### SOURCE EXTRACT
※ ※ ※

Whether these countervailing forces will be able to continue to offset the inflation generating impact of energy and commodity prices is of course uncertain. But the outcome depends a lot on the credibility that can be attached to the central banks ' commitment to preserve price stability. Moderating nominal wage increases would become an exceedingly difficult task if market participants were to lose their confidence in the ability of central banks to deliver price stability. I believe that this credibility, gained so painfully during the 1980s and 90s, has so far been preserved. The observation of policy decisions taken by the major central banks over the past years encourages me to believe that this situation will continue to prevail. This explains why my concern is not an overwhelming one.

When it comes, however, to assessing the potential impact of excess liquidity on financial stability my concern becomes an unqualified one. There are several reasons for this. A general concern is that abundant liquidity creates a favourable breeding ground for asset prices bubbles, or if you dislike the use of this word, for allowing asset prices to have rates of increase lastingly outstripping that of consumer prices. The danger here is that such developments affect the main groups of asset prices simultaneously, i.e. both financial assets and real estate. I realise of course that it is exceedingly difficult to ascertain when an asset price boom turns into a bubble, but the fact is that there have been and will be bubbles. And the trouble with bubbles is that, instead of gently deflating, they often tend to collapse, with potentially damaging consequences for systemic stability.

※ ※ ※

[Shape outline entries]
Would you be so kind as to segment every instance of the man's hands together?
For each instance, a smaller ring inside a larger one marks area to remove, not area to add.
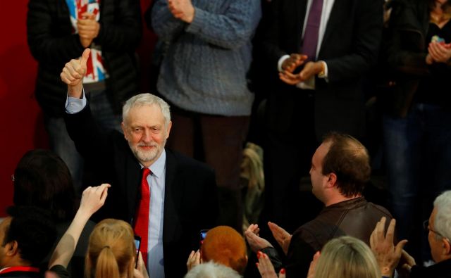
[[[290,58],[285,59],[282,63],[282,71],[279,72],[279,78],[280,80],[290,85],[295,85],[296,84],[309,80],[314,75],[324,70],[323,62],[307,62],[302,70],[299,73],[293,73],[298,67],[305,63],[307,55],[299,53],[292,53]]]

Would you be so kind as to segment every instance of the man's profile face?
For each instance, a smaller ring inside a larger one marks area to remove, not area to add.
[[[160,157],[169,137],[171,122],[164,125],[164,118],[157,105],[132,108],[122,124],[125,139],[135,156],[144,167]]]
[[[431,216],[429,217],[429,232],[428,234],[428,241],[429,241],[429,246],[431,246],[431,255],[432,255],[432,259],[435,263],[439,263],[441,259],[441,253],[443,251],[442,248],[442,238],[441,236],[437,235],[433,231],[435,231],[435,215],[437,214],[437,208],[434,208],[433,210],[432,210],[432,213],[431,213]]]
[[[323,175],[323,160],[329,151],[330,143],[321,144],[311,158],[310,168],[310,180],[311,181],[311,192],[320,201],[323,201],[323,188],[327,182],[328,177]]]

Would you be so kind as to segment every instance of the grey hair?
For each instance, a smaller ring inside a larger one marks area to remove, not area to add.
[[[161,98],[149,93],[140,94],[128,99],[122,108],[122,119],[125,122],[130,109],[134,107],[156,105],[161,110],[166,127],[171,121],[171,109],[169,105]]]
[[[451,239],[451,190],[444,191],[435,198],[434,208],[437,210],[434,229],[448,240]]]
[[[241,275],[230,267],[209,261],[192,268],[185,278],[241,278]]]

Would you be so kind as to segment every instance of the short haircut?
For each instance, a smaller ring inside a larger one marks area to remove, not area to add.
[[[371,168],[366,148],[350,135],[330,132],[323,143],[330,143],[323,160],[323,175],[337,175],[337,187],[346,197],[362,194]]]
[[[202,260],[212,260],[242,273],[247,264],[246,244],[242,236],[228,226],[208,231],[201,247]]]
[[[434,229],[451,240],[451,190],[446,191],[435,198],[434,207],[437,210]],[[437,234],[435,236],[440,237]]]
[[[47,213],[31,206],[11,206],[6,213],[12,217],[5,227],[1,246],[17,241],[20,258],[39,266],[52,248],[56,229]]]
[[[133,229],[125,221],[109,218],[99,222],[89,236],[85,277],[132,277],[134,239]]]
[[[379,265],[368,246],[352,236],[328,242],[316,263],[315,278],[380,278]]]
[[[49,150],[29,151],[14,171],[14,204],[49,210],[57,222],[73,218],[75,192],[63,160]]]
[[[240,278],[235,270],[223,265],[208,262],[192,268],[185,278]]]
[[[168,126],[171,121],[171,109],[169,105],[162,99],[153,95],[152,94],[140,94],[130,98],[122,108],[122,118],[124,122],[128,116],[130,109],[134,107],[140,107],[144,106],[156,105],[161,110],[163,118],[164,118],[164,125]]]

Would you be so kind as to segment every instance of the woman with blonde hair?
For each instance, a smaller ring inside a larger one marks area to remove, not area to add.
[[[360,239],[341,236],[328,242],[314,256],[307,278],[381,278],[379,265]]]
[[[85,225],[104,203],[109,184],[88,187],[83,191],[80,208],[51,256],[49,271],[59,277],[69,277],[66,267]],[[89,236],[85,259],[86,278],[148,278],[141,253],[137,267],[133,230],[115,219],[99,222]]]

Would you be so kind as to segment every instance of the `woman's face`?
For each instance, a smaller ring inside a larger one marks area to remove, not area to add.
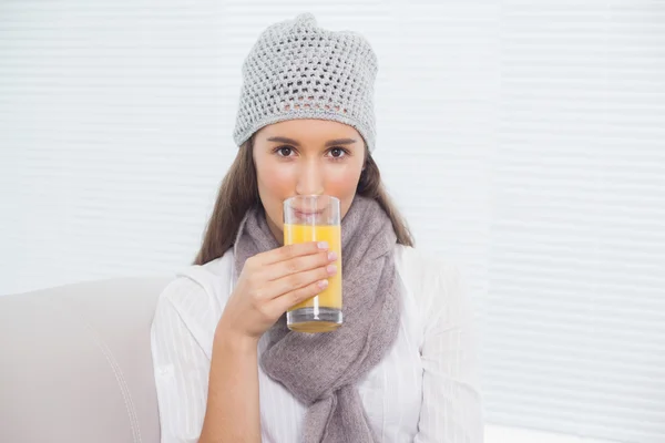
[[[268,225],[282,243],[283,203],[289,197],[331,195],[346,215],[365,164],[365,143],[344,123],[289,120],[255,134],[254,163]]]

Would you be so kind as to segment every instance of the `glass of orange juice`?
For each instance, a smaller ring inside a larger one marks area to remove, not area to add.
[[[298,332],[330,332],[341,326],[341,224],[339,199],[329,195],[298,195],[284,202],[284,244],[327,241],[337,253],[337,274],[328,287],[286,312],[286,323]]]

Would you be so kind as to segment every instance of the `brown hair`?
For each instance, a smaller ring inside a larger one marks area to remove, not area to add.
[[[254,135],[243,143],[222,181],[213,215],[208,220],[194,265],[204,265],[222,257],[233,246],[245,213],[260,206],[253,151]],[[398,244],[413,246],[411,231],[388,196],[381,182],[379,167],[369,152],[366,155],[365,171],[360,175],[357,193],[374,198],[381,205],[392,222]]]

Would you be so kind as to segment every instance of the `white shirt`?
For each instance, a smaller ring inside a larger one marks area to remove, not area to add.
[[[460,274],[403,246],[396,247],[396,266],[403,289],[398,338],[358,383],[369,421],[387,443],[481,443],[477,333]],[[163,443],[198,441],[233,269],[229,250],[190,267],[160,296],[151,339]],[[305,406],[260,365],[258,377],[263,442],[298,442]]]

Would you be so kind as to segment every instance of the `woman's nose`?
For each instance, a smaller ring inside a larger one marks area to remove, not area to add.
[[[296,193],[299,195],[324,194],[324,172],[318,162],[304,163],[298,172]]]

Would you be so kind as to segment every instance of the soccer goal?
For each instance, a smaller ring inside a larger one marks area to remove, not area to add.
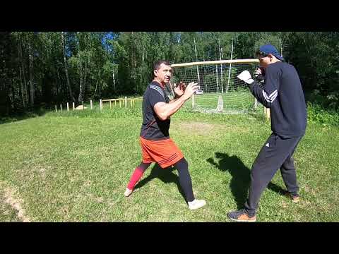
[[[200,89],[191,99],[191,103],[186,103],[192,110],[225,114],[253,111],[263,106],[257,103],[247,85],[237,76],[244,70],[253,73],[258,65],[258,59],[172,64],[173,76],[167,92],[173,96],[172,84],[195,81]]]

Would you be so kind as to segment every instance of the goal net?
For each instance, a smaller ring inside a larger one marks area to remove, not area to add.
[[[166,86],[174,97],[173,84],[194,81],[199,90],[186,107],[202,113],[241,114],[255,111],[259,106],[247,85],[237,76],[243,71],[253,73],[257,59],[221,60],[172,64],[173,76]]]

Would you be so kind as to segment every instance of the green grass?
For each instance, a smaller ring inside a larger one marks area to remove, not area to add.
[[[32,222],[229,222],[226,213],[244,202],[251,164],[270,133],[263,116],[180,111],[172,117],[170,134],[189,162],[194,193],[208,203],[196,211],[179,191],[177,172],[153,165],[124,197],[141,161],[141,125],[139,109],[109,104],[0,124],[0,221],[20,221],[4,202],[11,190]],[[278,173],[258,222],[338,222],[338,126],[309,123],[295,154],[302,200],[282,195]]]

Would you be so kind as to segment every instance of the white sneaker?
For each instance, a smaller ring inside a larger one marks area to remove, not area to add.
[[[124,193],[124,195],[125,195],[125,197],[128,197],[131,194],[132,194],[132,192],[133,192],[133,190],[130,190],[128,188],[126,188],[126,190],[125,190],[125,193]]]
[[[189,210],[196,210],[200,207],[202,207],[206,205],[206,201],[204,200],[197,200],[195,199],[192,202],[189,202]]]

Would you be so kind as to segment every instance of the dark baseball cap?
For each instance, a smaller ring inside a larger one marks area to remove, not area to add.
[[[267,56],[268,54],[273,54],[277,59],[284,61],[284,58],[278,52],[275,47],[271,44],[265,44],[260,47],[259,50],[256,52],[256,55]]]

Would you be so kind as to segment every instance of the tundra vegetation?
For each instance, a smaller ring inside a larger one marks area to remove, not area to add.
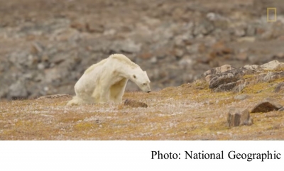
[[[1,140],[284,140],[284,112],[251,113],[251,126],[229,128],[230,107],[249,110],[264,99],[284,104],[274,88],[284,78],[258,82],[241,92],[213,92],[200,79],[150,94],[126,92],[123,100],[148,104],[66,106],[71,96],[2,101]],[[246,94],[248,98],[234,96]]]

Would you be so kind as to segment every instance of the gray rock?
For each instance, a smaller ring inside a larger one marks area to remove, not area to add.
[[[278,93],[283,90],[284,90],[284,82],[280,82],[274,89],[274,92]]]
[[[11,84],[9,89],[9,99],[26,98],[28,96],[28,91],[23,81],[18,80]]]
[[[240,94],[240,95],[235,96],[234,97],[234,99],[235,99],[236,100],[244,100],[244,99],[247,99],[248,97],[248,95],[244,94]]]
[[[273,111],[278,111],[283,106],[273,101],[264,101],[256,104],[253,109],[251,109],[251,113],[258,113],[258,112],[269,112]]]
[[[204,76],[209,75],[218,75],[221,74],[223,72],[225,72],[226,71],[230,71],[236,70],[235,68],[232,67],[230,65],[224,65],[221,67],[214,67],[213,69],[211,69],[210,70],[206,71],[204,73]]]
[[[126,99],[124,101],[124,106],[130,106],[131,107],[148,107],[148,105],[145,103],[140,102],[136,100]]]
[[[207,35],[214,29],[213,23],[207,20],[197,23],[193,30],[194,35]]]
[[[261,65],[261,67],[264,70],[278,70],[284,67],[284,62],[279,62],[278,60],[272,60]]]
[[[251,126],[253,121],[249,114],[248,109],[232,108],[227,113],[227,124],[229,127],[239,126]]]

※ ※ ※

### TO BE DONE
1 – How many lines of the listing contain the string "goal"? Give only the number.
2 – Could you continue the passage on excess liquidity and asset price bubbles, picking up after its final sentence?
The listing is unrelated to the passage above it.

### ANSWER SET
1 – 2

2 –
The second, more ''micro'' reason is that abundant liquidity pushes market participants towards excessive risk taking. Anyone who has the opportunity of watching even from a certain distance the generalised, often frantic search for assets that yield a return only a shade higher than the one prevailing for far safer assets, yet carry a substantially higher risk, knows what I am talking about. Most - almost all - indicators point nowadays towards a persistently strong appetite for risk taking. Despite the turnaround in the policy of the Federal Reserve some two years ago, risk premiums are still close to historical lows.

My third reason is that both the possible emergence of ''global'' bubbles and the persistent appetite for risk taking has been encouraged by the perception that while central banks have displayed a remarkable ability to prevent that specific ''credit events'' or other kinds of crisis manifestations turn into a full blown systemic crisis, they did precious little to discourage bubbles from arising. Whether the perception of this asymmetry - which carries the risk of entertaining moral hazard - is justified or not is debatable. But it underlines the extraordinarily difficult balancing act that central banks are supposed to perform between, on the one hand, preventing the emergence of (what I have just called) a ''full blown systemic crisis'' and, on the other, refusing to bail out too many imprudent market participants either indirectly (by pumping liquidity into the system) or directly, by providing emergency liquidity assistance to specific banks.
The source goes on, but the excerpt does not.